-- Begin MATERIAL FOR THE TASK --

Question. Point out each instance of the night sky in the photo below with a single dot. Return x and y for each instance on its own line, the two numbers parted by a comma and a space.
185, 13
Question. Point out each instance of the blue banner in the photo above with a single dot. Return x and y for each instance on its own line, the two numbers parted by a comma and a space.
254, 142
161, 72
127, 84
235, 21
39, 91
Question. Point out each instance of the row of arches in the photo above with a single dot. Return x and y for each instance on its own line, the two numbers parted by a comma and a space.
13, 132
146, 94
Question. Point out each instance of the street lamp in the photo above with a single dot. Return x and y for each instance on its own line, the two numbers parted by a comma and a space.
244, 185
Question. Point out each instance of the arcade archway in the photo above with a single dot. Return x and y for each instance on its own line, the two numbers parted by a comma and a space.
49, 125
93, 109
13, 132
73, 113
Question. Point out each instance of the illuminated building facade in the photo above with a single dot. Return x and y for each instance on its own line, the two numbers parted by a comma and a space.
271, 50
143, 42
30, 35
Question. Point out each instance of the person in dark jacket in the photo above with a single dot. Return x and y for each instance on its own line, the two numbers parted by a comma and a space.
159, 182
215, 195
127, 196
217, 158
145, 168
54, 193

-- End MATERIAL FOR THE TASK --
-- Begin MATERIAL FOR THE TASK --

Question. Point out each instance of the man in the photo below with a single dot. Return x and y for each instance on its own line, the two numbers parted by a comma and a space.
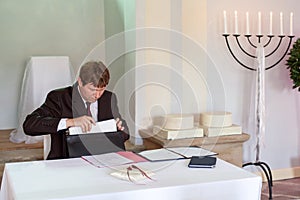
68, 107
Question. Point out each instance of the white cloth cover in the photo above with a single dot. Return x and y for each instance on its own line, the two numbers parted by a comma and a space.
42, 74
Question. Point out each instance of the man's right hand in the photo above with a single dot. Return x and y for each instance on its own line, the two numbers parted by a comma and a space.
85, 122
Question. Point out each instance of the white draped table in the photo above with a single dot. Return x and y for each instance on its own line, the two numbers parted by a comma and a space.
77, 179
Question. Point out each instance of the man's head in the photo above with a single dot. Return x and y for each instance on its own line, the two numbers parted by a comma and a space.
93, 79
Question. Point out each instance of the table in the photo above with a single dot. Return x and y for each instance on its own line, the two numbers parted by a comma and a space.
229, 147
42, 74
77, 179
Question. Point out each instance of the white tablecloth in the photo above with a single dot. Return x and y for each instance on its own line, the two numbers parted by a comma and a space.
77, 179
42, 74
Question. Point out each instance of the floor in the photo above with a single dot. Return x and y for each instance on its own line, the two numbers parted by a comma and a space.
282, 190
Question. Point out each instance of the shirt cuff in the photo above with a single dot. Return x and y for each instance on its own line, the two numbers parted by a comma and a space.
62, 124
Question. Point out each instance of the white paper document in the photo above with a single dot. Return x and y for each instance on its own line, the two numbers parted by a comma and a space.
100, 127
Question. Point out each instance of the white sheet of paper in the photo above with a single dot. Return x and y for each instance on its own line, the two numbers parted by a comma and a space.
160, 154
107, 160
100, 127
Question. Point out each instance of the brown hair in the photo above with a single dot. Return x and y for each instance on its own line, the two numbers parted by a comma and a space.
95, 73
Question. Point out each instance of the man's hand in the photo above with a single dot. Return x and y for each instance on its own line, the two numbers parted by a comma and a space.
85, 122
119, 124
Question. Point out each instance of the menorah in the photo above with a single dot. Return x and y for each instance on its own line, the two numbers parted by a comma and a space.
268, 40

-- End MATERIAL FOR THE TASK --
-- Begin MATERIAL FOR THE TASK --

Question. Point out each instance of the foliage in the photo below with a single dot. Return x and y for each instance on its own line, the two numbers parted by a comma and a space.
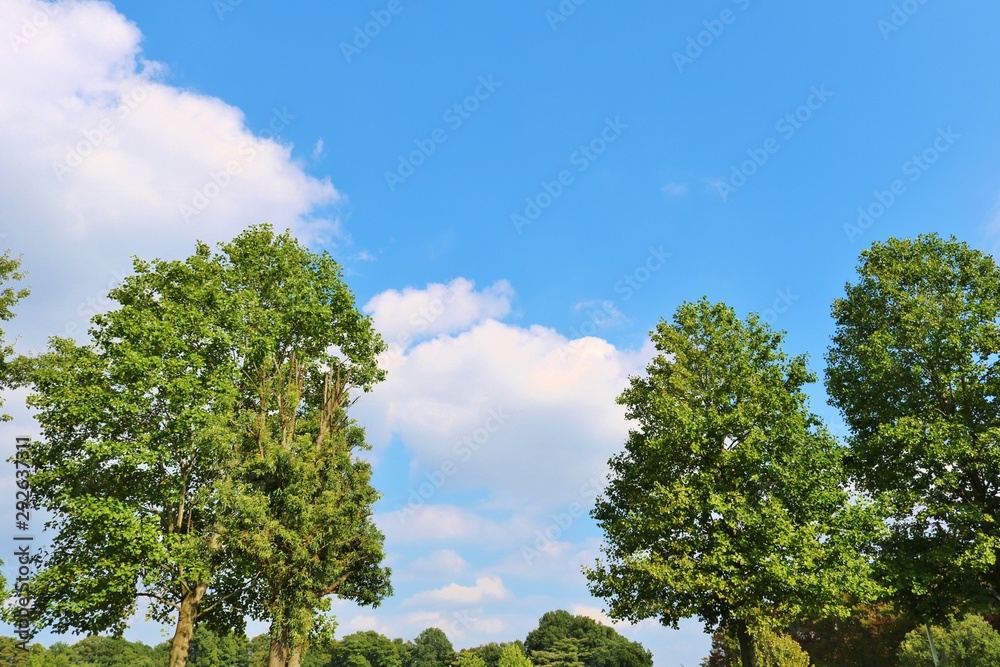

-- End MATERIAL FOR THE TASK --

* **STATED EXERCISE**:
Find every line in the listing above that contains the string "night", matching case exactly, and copy each one in full.

* **WRITTEN RESPONSE**:
Question. Point out each instance of the night sky in the photo below with a single dot. Return x and y for each instance on its own line, the two numbers parted by a comma and a space.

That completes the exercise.